All three highlighted Carlin’s contribution and indeed she gained individual honours in the form of Commonwealth 200m silver and 400m bronze last year only for her progress to be cruelly halted.
Having qualified for the 400m and 800m for July’s World Championships in Shanghai at a relative canter alongside Adlington in March, the 21-year-old was soon struck down with glandular fever.
It reduced her to brief appearances in the heats in China and out of the 4x200m relay but with Carlin more than on the mend she wants to prove it was a mere blip on her otherwise rapid progression.
“I was really happy with my times in March but coming down with glandular fever was a big disappointment,” said Carlin – who is encouraging swimming for 30 minutes once a week which burns up to 350 calories and tones your body as part of British Swimming’s Big Splash.
“It was really hard to pick myself up and obviously when you have got an injury or an illness it is hard to do the work but I dealt with it and I want to come back fighting this year.
“And I am 100 per-cent trying to look after myself now, I have got the best recovery going and I am eating healthily and hopefully that can help.
“It could have come this coming year, this is the year that everyone is aiming for and focusing on and I am just really getting back into it and training and working hard to get the best results I can.

........

■ REQUIREMENTS:
1) In the swimming article, copy word for word the part starting at "All three highlighted" and ending at "otherwise rapid progression.".
2) Translate this sentence from the swimming article into Spanish: "Having qualified for the 400m and 800m for July's World Championships in Shanghai at a relative canter alongside Adlington in March, the 21-year-old was soon struck down with glandular fever."
3) Write the next part of the article about Carlin's return to swimming after glandular fever, picking up after its last sentence.

■ COLLECTED DATA:

........

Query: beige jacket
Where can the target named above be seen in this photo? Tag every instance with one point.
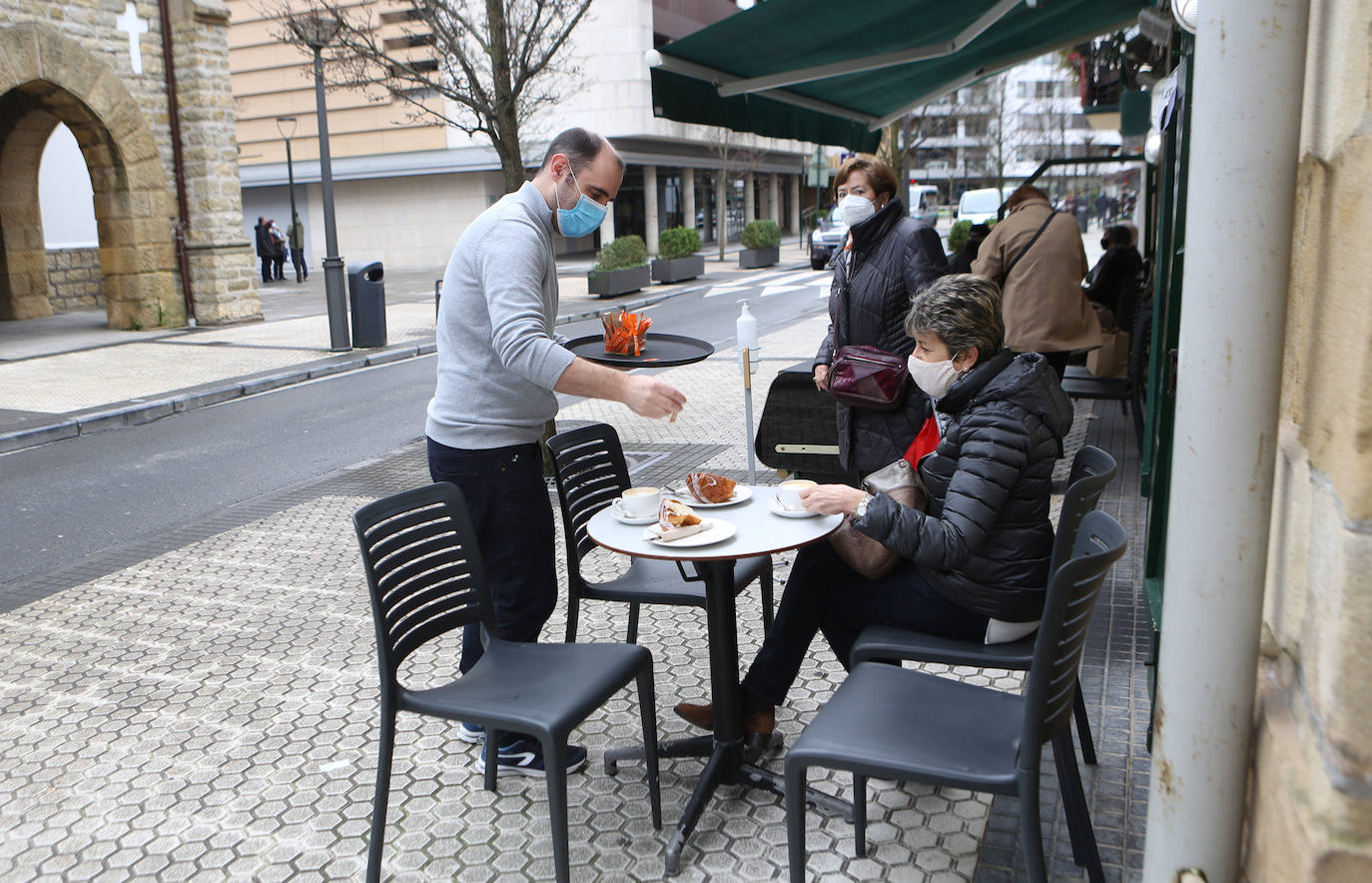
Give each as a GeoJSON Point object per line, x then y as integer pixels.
{"type": "Point", "coordinates": [1042, 304]}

........

■ ANSWERS TO THE TASKS:
1)
All three highlighted Carlin’s contribution and indeed she gained individual honours in the form of Commonwealth 200m silver and 400m bronze last year only for her progress to be cruelly halted.
Having qualified for the 400m and 800m for July’s World Championships in Shanghai at a relative canter alongside Adlington in March, the 21-year-old was soon struck down with glandular fever.
It reduced her to brief appearances in the heats in China and out of the 4x200m relay but with Carlin more than on the mend she wants to prove it was a mere blip on her otherwise rapid progression.

2) Tras clasificarse en marzo con relativa facilidad, junto a Adlington, para los 400 m y los 800 m del Campeonato del Mundo de julio en Shanghái, la joven de 21 años pronto cayó enferma de mononucleosis infecciosa.

3)
“I would like to think I am improving, I am obviously still working on the little things in training to improve and it is good to have the trials and things to focus on.
“I just want to go out and do the best I can, the competition is going to be really tough, everyone will be competing there and I have to train as hard as I can and hopefully something will come from it.”
At the trials for the Beijing Olympics at Sheffield’s Ponds Forge back in 2008, Carlin touched home in fourth in the 400m before finishing eighth in the 200m – both won by Adlington.
Carlin will spend the crucial build up to this year’s trials, which are in March in London, across the pond in America and, while admitting she wasn’t ready in 2008, she believes she will be in 2012.
“Back in the season of 2007-2008 I had just moved to a new programme and I was only 17 and I wasn’t expecting anything,” added Carlin, who is helping to promote the 1000 pools across the UK offering Big Splash events, taster sessions, and special offers to customers.
“I wasn’t ready then, I was still young and still improving and over the past few years I have learnt what works best for me and I have given it time.
“Up until January I will be in Swansea and then I am going to California and then Texas for a Grand Prix for some tough competition with the likes of Michael Phelps and Ryan Lochte.
“It will be really stiff competition but that will be good preparing us for the Olympic trials and we will get to train outdoors and it should help us improve.”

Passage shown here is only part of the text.